### MATERIAL PROVIDED ###
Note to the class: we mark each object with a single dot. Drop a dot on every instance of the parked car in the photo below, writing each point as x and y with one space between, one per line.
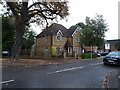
112 58
98 54
104 53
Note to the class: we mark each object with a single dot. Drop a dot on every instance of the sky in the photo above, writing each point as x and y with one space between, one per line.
79 9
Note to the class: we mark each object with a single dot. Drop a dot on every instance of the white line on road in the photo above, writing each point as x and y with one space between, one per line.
6 81
64 70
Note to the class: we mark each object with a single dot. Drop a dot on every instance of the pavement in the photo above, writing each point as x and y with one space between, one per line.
112 80
37 62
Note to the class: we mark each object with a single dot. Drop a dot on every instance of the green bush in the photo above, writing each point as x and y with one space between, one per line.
53 49
88 55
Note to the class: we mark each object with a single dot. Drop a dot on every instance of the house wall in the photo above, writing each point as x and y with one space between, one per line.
76 44
59 43
77 34
40 50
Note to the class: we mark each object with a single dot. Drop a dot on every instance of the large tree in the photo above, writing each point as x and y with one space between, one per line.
8 33
26 12
117 45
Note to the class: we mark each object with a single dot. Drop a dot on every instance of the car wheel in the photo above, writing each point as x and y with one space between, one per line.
105 63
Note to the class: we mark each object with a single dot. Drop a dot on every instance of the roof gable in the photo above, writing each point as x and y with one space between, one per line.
54 29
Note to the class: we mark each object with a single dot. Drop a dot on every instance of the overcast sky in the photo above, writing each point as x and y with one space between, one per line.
79 9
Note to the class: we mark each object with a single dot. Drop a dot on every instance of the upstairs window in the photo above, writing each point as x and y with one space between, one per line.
77 49
46 38
77 39
46 48
59 38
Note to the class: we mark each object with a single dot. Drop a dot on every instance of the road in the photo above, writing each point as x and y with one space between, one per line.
78 74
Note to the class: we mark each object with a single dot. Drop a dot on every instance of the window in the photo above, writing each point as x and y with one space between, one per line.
46 48
46 38
69 49
59 48
77 39
59 38
77 50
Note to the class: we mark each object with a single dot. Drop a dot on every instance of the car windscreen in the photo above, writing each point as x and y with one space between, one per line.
114 53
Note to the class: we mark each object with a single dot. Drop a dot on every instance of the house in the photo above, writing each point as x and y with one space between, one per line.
110 45
56 40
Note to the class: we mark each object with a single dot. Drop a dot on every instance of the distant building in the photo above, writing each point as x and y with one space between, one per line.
110 45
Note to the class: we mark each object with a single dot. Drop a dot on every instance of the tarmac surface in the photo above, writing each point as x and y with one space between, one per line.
113 80
74 74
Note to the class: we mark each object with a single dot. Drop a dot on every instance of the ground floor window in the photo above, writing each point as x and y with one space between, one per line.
69 49
46 48
77 50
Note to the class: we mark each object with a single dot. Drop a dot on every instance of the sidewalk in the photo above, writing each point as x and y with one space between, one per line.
35 62
113 80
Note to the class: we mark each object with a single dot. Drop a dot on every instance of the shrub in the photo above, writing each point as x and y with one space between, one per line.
53 49
88 55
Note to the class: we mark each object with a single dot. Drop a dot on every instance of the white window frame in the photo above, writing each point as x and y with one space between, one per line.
60 47
77 39
77 50
69 49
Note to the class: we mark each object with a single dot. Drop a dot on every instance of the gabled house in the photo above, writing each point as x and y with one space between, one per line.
110 45
66 42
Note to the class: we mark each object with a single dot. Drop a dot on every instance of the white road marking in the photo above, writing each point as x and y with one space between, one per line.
###
PROBLEM TO SOLVE: In the entries above, take the line containing "the house in" and each later line through the last, and repeat them exactly. Output nothing else.

CORRECT ANSWER:
Note to the class: we mark each object with a single dot. Drop a dot on every instance of the house in the photo above, writing each point as x and y with one space between, one per line.
110 45
56 40
Note to the class: we mark each object with a single dot. Drop a dot on every instance of the distant building in the photo above, writing each point as x and y with one space between, one per line.
110 45
Note to the class: we mark each object with a single dot. Drop a dot on every instance of the tarmac surface in the photo above, writing each point as x and y with one space between, one per line.
113 80
74 74
Note to the class: we mark each object with a single dot. Drop a dot on every instance of the ground floor window in the photo above, writing each point as x and y with one space between, one per line.
69 49
46 48
77 50
Note to the class: we mark each object with a single dot. Drop a dot on every instance of the sidewalk in the photo above, writing each point as x and y with one space between, one per line.
35 62
113 80
Note to the class: we mark each object with a single dot. Drop a dot on every instance of the shrub in the photo above, writing each point as x and y with one space between, one per line.
53 49
88 55
Note to the class: we mark each object with a single dot. Drop a dot on every instance of the white window frame in the photo above, writing each point as x and y with one space between, one per line.
60 47
77 39
77 50
69 49
Note to the class: we mark each object with a single dot. Drop a dot on every instance of the gabled house in the photo above, writing each point as x and y with one space between, one per line.
110 45
66 42
Note to the class: we mark each object with a single dot. Drop a dot on every instance of the white road marking in the photo above, writing each point as x and y with one space between, one per line.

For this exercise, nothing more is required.